Exercise brief:
Extract each line of the records below that contains the word "reflection".

↓↓↓

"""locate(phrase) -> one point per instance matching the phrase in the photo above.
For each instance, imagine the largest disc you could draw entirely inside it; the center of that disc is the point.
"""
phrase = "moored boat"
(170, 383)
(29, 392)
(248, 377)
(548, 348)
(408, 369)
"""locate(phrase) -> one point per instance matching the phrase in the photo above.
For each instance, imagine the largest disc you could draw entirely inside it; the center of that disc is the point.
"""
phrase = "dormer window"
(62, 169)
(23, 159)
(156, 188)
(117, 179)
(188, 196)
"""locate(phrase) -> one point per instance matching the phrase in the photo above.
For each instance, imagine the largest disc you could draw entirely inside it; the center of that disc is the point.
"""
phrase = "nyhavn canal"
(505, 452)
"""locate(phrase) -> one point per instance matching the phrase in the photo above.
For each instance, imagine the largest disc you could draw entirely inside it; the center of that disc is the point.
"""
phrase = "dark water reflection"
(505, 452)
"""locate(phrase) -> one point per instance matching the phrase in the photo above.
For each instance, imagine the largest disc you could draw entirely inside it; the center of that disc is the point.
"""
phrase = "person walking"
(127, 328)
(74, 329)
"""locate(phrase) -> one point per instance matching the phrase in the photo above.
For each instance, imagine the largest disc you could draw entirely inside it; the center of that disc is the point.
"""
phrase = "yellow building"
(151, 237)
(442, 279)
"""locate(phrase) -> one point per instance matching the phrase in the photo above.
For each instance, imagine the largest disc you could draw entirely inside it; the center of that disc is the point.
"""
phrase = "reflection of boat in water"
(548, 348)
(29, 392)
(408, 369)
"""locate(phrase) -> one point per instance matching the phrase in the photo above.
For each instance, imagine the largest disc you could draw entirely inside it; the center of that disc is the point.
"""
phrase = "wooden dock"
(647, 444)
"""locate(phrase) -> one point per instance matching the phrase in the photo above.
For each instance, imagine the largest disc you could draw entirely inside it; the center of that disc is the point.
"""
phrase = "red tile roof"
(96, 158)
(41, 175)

↑↑↑

Task output:
phrase = "dark water reflection"
phrase = "reflection of boat in water"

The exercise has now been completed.